_THE EXERCISE_
Write the line that includes "the man's hand" and all subsequent lines, exactly as written, and nothing more.

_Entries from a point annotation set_

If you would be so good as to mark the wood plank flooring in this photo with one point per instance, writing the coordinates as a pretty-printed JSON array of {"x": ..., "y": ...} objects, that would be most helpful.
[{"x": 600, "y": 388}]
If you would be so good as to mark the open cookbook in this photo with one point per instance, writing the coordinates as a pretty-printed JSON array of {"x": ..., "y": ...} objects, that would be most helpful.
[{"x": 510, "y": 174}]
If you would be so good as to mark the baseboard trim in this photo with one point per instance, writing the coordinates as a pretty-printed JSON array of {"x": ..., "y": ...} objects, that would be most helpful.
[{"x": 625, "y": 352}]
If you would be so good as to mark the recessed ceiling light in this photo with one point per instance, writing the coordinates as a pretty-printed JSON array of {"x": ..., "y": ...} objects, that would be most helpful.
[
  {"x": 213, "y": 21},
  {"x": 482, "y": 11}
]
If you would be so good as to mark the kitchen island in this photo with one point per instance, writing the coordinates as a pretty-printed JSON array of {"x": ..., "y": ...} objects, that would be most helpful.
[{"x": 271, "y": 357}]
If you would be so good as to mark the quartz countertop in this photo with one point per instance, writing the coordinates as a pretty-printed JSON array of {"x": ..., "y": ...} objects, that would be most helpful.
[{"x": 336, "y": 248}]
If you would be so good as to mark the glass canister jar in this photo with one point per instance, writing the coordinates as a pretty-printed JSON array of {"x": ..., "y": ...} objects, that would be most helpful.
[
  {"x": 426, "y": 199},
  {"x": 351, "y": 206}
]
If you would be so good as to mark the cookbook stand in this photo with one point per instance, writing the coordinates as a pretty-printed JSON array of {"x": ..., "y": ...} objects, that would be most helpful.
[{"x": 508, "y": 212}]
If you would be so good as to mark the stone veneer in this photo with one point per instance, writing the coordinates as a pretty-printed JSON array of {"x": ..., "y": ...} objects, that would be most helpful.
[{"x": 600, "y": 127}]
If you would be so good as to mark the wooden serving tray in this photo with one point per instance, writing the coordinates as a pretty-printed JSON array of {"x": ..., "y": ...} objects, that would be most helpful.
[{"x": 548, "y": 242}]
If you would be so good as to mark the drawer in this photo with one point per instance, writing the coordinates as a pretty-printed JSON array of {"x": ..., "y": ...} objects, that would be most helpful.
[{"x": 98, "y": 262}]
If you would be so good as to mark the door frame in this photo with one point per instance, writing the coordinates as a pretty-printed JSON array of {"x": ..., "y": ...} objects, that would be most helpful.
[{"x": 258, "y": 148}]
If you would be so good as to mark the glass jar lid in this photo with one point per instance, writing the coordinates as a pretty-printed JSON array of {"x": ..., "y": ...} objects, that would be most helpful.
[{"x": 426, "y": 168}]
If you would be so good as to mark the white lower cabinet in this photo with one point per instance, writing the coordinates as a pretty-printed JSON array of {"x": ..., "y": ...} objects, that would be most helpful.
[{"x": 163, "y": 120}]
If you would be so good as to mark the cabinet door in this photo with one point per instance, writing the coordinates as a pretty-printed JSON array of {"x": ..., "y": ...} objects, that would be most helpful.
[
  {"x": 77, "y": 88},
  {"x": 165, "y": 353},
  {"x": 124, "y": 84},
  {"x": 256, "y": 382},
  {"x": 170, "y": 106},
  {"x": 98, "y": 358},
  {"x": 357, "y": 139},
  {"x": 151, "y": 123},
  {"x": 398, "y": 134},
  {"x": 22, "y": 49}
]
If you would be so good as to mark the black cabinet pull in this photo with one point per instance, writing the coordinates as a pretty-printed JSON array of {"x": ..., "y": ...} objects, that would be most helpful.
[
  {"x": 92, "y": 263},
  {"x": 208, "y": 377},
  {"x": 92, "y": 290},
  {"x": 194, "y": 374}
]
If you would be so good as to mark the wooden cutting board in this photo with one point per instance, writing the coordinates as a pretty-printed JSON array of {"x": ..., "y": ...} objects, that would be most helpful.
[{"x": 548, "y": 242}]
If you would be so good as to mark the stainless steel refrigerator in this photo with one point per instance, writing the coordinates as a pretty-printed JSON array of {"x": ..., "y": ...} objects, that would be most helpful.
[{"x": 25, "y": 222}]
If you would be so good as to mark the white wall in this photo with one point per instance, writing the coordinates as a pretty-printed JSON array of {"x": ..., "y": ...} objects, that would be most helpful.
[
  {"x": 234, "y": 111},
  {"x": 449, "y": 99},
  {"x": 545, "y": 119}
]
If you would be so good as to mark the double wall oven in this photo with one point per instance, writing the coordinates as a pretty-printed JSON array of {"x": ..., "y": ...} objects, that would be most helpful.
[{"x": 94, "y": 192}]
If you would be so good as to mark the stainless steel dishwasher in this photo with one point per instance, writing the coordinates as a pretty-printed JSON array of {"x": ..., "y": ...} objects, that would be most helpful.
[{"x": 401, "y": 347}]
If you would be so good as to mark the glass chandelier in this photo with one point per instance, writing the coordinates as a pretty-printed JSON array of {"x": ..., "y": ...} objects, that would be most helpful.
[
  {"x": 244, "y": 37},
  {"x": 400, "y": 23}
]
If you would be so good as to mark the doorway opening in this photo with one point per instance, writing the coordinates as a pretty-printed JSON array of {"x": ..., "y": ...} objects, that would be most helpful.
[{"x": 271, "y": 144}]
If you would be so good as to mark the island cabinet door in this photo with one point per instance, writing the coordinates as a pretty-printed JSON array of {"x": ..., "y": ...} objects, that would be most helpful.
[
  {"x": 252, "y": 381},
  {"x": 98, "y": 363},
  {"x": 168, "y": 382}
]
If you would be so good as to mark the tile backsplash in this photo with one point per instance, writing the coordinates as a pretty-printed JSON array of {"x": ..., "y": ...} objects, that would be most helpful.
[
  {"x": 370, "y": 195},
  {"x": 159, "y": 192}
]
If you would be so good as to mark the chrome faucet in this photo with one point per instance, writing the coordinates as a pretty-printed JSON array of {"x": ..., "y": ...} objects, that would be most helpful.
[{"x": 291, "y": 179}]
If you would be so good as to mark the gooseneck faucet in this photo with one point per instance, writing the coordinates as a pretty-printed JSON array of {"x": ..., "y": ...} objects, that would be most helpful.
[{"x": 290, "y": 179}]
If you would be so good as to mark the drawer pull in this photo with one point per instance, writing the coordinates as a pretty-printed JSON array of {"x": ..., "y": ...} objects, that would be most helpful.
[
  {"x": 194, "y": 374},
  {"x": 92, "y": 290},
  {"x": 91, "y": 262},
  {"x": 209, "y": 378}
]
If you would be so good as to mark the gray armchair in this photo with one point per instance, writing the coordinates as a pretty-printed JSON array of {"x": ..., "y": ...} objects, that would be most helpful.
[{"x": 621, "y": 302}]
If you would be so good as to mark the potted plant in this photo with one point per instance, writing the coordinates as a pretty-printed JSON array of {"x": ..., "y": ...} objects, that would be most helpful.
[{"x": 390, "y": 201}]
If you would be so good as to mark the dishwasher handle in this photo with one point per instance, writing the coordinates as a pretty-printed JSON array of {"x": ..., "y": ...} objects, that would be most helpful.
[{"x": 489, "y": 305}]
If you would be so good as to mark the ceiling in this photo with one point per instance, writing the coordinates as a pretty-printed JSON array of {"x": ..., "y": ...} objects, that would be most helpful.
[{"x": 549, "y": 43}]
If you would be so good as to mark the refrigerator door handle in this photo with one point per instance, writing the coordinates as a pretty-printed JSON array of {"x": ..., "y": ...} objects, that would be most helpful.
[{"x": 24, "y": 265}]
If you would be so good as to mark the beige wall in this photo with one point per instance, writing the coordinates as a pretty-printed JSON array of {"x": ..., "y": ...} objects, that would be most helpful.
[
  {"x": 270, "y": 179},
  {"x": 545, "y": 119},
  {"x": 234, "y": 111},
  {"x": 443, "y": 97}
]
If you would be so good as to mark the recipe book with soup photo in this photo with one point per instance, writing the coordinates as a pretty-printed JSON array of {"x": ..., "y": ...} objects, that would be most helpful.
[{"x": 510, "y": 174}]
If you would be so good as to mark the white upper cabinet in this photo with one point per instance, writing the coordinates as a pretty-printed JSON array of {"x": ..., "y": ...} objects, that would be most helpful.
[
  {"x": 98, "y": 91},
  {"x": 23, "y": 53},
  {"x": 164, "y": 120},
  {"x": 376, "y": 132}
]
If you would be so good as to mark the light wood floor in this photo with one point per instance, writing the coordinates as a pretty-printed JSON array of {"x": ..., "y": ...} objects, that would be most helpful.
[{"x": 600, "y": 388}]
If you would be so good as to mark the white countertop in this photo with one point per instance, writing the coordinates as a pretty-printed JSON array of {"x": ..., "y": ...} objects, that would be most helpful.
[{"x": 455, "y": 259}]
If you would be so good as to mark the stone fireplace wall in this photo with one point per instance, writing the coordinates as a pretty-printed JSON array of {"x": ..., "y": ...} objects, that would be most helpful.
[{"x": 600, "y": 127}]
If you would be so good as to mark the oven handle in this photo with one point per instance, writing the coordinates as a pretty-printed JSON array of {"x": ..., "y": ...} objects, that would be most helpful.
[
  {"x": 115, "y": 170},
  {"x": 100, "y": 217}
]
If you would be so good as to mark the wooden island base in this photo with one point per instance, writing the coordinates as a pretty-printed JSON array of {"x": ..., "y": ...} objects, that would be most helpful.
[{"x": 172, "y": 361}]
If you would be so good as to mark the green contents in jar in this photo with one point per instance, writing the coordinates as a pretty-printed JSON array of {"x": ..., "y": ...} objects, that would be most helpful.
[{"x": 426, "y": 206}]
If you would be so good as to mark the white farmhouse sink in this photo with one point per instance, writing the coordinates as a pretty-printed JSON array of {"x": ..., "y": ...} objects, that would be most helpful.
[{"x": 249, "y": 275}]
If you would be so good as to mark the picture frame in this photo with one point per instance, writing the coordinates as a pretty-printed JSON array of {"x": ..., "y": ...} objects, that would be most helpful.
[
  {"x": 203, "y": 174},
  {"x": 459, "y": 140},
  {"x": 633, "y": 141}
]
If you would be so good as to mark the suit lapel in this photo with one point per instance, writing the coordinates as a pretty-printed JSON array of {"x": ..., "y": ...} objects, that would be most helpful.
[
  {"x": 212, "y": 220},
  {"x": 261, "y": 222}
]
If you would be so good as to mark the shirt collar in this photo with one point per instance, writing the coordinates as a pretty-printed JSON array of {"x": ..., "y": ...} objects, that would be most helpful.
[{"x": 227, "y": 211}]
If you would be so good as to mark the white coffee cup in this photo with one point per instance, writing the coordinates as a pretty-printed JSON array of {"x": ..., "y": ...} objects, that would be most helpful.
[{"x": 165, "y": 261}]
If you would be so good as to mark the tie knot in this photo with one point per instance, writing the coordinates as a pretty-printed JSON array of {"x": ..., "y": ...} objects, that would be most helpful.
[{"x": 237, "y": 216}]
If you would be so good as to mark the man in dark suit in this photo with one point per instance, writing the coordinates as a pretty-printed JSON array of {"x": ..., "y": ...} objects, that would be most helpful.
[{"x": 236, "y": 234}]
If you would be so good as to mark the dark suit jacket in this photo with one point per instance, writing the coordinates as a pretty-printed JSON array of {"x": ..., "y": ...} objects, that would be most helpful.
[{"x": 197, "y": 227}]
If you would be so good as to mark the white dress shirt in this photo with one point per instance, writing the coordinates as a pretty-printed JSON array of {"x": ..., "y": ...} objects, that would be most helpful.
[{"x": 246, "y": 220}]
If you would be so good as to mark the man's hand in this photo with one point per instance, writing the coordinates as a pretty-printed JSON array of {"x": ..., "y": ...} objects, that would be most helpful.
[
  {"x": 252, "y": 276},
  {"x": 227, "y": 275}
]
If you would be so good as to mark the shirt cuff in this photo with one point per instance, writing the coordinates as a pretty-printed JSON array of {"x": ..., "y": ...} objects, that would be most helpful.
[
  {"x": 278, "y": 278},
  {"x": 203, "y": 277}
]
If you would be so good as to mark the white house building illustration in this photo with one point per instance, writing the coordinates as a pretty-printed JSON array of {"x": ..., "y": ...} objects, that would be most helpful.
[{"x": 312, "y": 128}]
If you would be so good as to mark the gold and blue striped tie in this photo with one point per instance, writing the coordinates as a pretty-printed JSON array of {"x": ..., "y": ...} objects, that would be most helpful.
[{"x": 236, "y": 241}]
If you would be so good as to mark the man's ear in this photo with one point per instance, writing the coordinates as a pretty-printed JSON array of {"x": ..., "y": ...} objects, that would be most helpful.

_EXPECTED OUTPUT_
If you would be so good as to mark the man's hand in this photo with one point per instance, writing the coordinates as a pretty-printed JSON array of {"x": ..., "y": ...} objects, that would be most helpful.
[
  {"x": 252, "y": 276},
  {"x": 227, "y": 275}
]
If you would be so good as to mark the shirt cuff in this photo with one point per instance, writing the coordinates as a pretty-printed JSON array of {"x": ..., "y": ...} objects, that would be most helpful.
[
  {"x": 278, "y": 278},
  {"x": 203, "y": 277}
]
If you would be so good as to mark the white house building illustration in this photo with one point per instance, writing the coordinates as a pretty-printed JSON array of {"x": ..., "y": ...} objects, that would be most helpful.
[{"x": 312, "y": 128}]
If you would be so good as to mark the gold and blue striped tie in this photo with one point per instance, writing the coordinates as a pretty-printed JSON array of {"x": ..., "y": ...} objects, that would be most helpful.
[{"x": 236, "y": 241}]
If you would be so good as to mark the man's ear in this photo with one point per instance, writing the coordinates as a pretty-printed JSON array of {"x": ..., "y": ...} objects, that would be most helpful.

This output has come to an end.